**DOCUMENT PASSAGE**

════

This is R Markdown

You can create nice publishable documents using R Markdown

You should be comfortable using R Markdown for your R assignments.
You can find cheatsheets for R Markdown here https://rmarkdown.rstudio.com/lesson-1.html

Let’s begin the assignment.

Import the data.table and ggplot2 packages. If they are not already installed install: install.packages(‘ggplot2’) install.packages(‘data.table’)

library(data.table)
library(ggplot2)

Import the Binomial.csv data. There are many ways import a .csv file, but fread() will import it as a data.table

bi <- fread('C:/Users/linds/Documents/MSDS 600/Week 4/binomial.csv')

Calculate summary statistics and standard deviation. Plot the data as a scatter plot, histogram, and boxplot

summary(bi)
##        V1       
##  Min.   :57.00  
##  1st Qu.:67.00  
##  Median :70.00  
##  Mean   :70.17  
##  3rd Qu.:73.00  
##  Max.   :84.00
sd(bi$V1)
## [1] 4.689325
plot(bi$V1, xlab = 'bi Index', ylab = 'bi values', main = 'Scatter plot of the Binomial dataset')

hist(bi$V1, xlab = 'bi values', ylab = 'Frequency of bi values', main = 'Histogram of the Binomial dataset')

boxplot(bi, xlab = 'bi', ylab = 'bi values', main = 'Boxplot of the Binomial dataset')

════

**PROVIDED DATA**
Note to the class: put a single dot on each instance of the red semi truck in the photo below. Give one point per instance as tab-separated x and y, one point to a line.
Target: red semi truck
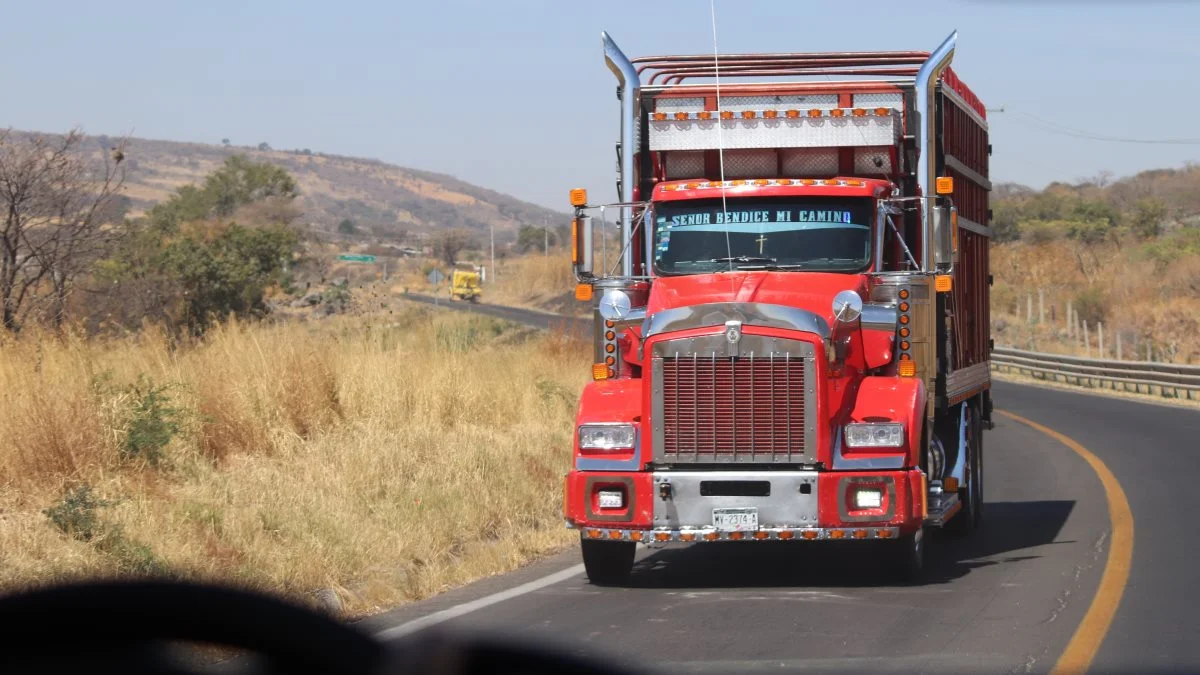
792	339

════

**CHALLENGES**
1. Answer these questions using the R Markdown assignment on the Binomial dataset:
(a) Which function does the assignment say will import a .csv file as a data.table?
(b) What standard deviation does it report for bi$V1?
(c) What median value appears in the summary output?
2. Rewrite the R Markdown assignment on the Binomial dataset from "You can create" through "library(data.table)", changing "R Markdown" to "Quarto".
3. Continue the R Markdown assignment on the Binomial dataset from where it stops.

**ANSWERS FOR THE EXERCISE**
1.
(a) fread()
(b) 4.689325
(c) 70.00

2.
You can create nice publishable documents using Quarto

You should be comfortable using Quarto for your R assignments.
You can find cheatsheets for Quarto here https://rmarkdown.rstudio.com/lesson-1.html

Let’s begin the assignment.

Import the data.table and ggplot2 packages. If they are not already installed install: install.packages(‘ggplot2’) install.packages(‘data.table’)

library(data.table)

3.
Load the six datasets in the week 4 materials. Compute a set of descriptive statistics for each; including mean, standard deviation, minimum, maximum, a histogram plot, and any other descriptive statistic you might find meaningful - include these in your write-up.

Import the Ln.csv data. Calculate summary statistics and standard deviation. Plot the data as a scatter plot, histogram, and boxplot.

##        V1       
##  Min.   : 3.00  
##  1st Qu.:16.00  
##  Median :19.00  
##  Mean   :18.99  
##  3rd Qu.:22.00  
##  Max.   :43.00
## [1] 4.362612

Import the BN1.csv and BN2.csv data and calculate summary statistics, standard deviation and plot the histograms individually. Plot the BN1 and BN2 together on one graph as a scatter plot, and as boxplots.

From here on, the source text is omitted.